EXERCISE INSTRUCTIONS
A – In the games thread, reproduce word for word everything from "The type is" down to "with D20 rules.".
B – In the thread about the games, how many games does Morrus ideally want the book to have?
C – List every username that posts in the games thread.

# The games



## whatisitgoodfor (Feb 19, 2002)

Can we get some more info on what you two are looking for specifically?

I assume that this is, at least slightly, related to the thread that Morrus started a while back asking for fair games.

If so, I already have some "little people" related games written out.  

So, what exactly are you and Ranger looking for, length, type, and offensiveness?


----------



## Morrus (Feb 19, 2002)

Well, offensive is a no-no.

As for length and type - I want to keep each to a single page so that people can easily print out the one or two pages they're likely to use in a given session.

The type is very broad in scope.  Ideally, I'd like about 30 games (maybe more, we'll see how many and how good the submissions are), all different from eachother - so think creatively.  I don't want ten dice games, for example - one or two will do.  

I want to cover tavern games and also larger tournament style things.  If you can imahgine it fitting into a tavern, a fair or a tournament, it's probably suitable.

You're right - it's because of my thread.  I realised that I _need_ a book like this.  And if I do, then I'm sure that there must be others also.


----------



## RangerWickett (Feb 20, 2002)

To clarify, we want flavor and rules, not just a description of what the game is.  If you want to write about a unique style of joust, make sure to include rules for how characters can play the game with D20 rules.


----------



## Angelsboi (Feb 21, 2002)

*SENT!!*

Sent my submission in Ryan.  I think its very unique =)


----------

ENTRIES PROVIDED
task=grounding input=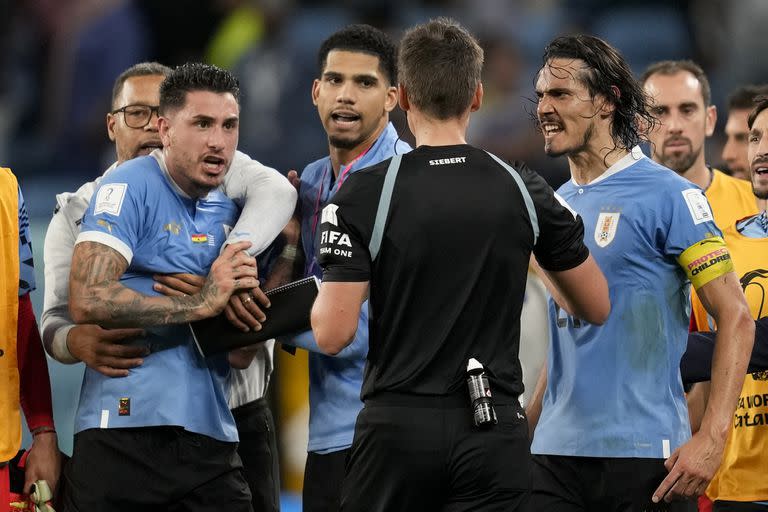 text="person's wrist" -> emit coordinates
[280,243,297,261]
[30,425,56,439]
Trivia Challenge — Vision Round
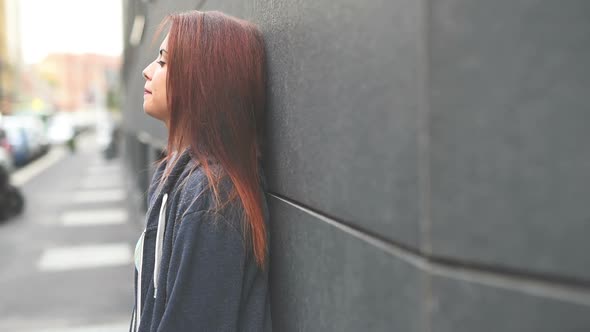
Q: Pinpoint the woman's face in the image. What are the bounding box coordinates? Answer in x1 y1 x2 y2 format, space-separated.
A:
142 35 170 126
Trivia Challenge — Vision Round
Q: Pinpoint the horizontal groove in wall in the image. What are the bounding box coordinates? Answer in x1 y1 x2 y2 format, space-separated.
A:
267 192 590 306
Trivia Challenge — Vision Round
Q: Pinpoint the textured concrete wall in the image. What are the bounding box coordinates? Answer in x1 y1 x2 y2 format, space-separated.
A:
125 0 590 332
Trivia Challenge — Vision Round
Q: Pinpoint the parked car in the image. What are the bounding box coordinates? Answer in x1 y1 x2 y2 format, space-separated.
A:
2 115 49 161
0 128 14 173
4 123 33 166
47 113 76 145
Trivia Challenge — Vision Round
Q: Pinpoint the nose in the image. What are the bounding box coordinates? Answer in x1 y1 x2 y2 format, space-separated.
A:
141 67 152 81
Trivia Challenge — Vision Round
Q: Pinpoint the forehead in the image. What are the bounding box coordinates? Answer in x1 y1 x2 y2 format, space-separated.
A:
160 35 168 49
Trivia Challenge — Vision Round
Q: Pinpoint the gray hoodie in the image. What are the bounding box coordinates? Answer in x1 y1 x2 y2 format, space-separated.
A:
130 150 271 332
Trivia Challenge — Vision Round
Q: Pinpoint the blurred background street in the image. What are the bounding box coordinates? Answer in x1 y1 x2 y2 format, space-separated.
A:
0 133 139 331
0 0 136 332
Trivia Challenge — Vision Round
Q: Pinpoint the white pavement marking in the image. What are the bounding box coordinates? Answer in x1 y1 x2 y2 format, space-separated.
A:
37 243 132 271
35 322 129 332
72 189 127 203
11 147 66 187
60 209 128 226
88 164 122 175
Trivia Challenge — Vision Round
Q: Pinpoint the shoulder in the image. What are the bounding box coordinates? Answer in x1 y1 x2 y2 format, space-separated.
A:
177 164 239 219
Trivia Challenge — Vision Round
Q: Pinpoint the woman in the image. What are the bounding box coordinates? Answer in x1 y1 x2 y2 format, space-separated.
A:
130 11 271 332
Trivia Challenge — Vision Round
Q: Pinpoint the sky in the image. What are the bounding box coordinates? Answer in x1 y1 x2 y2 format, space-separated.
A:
19 0 123 64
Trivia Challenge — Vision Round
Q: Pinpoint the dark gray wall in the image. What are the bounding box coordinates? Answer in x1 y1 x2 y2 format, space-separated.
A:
125 0 590 332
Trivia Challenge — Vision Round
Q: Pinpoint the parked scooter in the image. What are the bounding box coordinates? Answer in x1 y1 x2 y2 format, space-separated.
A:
0 167 25 221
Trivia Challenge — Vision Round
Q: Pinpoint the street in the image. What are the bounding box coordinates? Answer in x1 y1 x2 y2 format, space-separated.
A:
0 135 140 332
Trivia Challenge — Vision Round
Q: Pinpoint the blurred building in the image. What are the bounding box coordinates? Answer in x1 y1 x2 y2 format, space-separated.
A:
0 0 22 114
123 0 590 332
33 54 121 111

THE ANSWERS
A –
The type is very broad in scope.  Ideally, I'd like about 30 games (maybe more, we'll see how many and how good the submissions are), all different from eachother - so think creatively.  I don't want ten dice games, for example - one or two will do.  

I want to cover tavern games and also larger tournament style things.  If you can imahgine it fitting into a tavern, a fair or a tournament, it's probably suitable.

You're right - it's because of my thread.  I realised that I _need_ a book like this.  And if I do, then I'm sure that there must be others also.


----------



## RangerWickett (Feb 20, 2002)

To clarify, we want flavor and rules, not just a description of what the game is.  If you want to write about a unique style of joust, make sure to include rules for how characters can play the game with D20 rules.

B – About 30 games, possibly more depending on how many good submissions arrive.

C – whatisitgoodfor, Morrus, RangerWickett, Angelsboi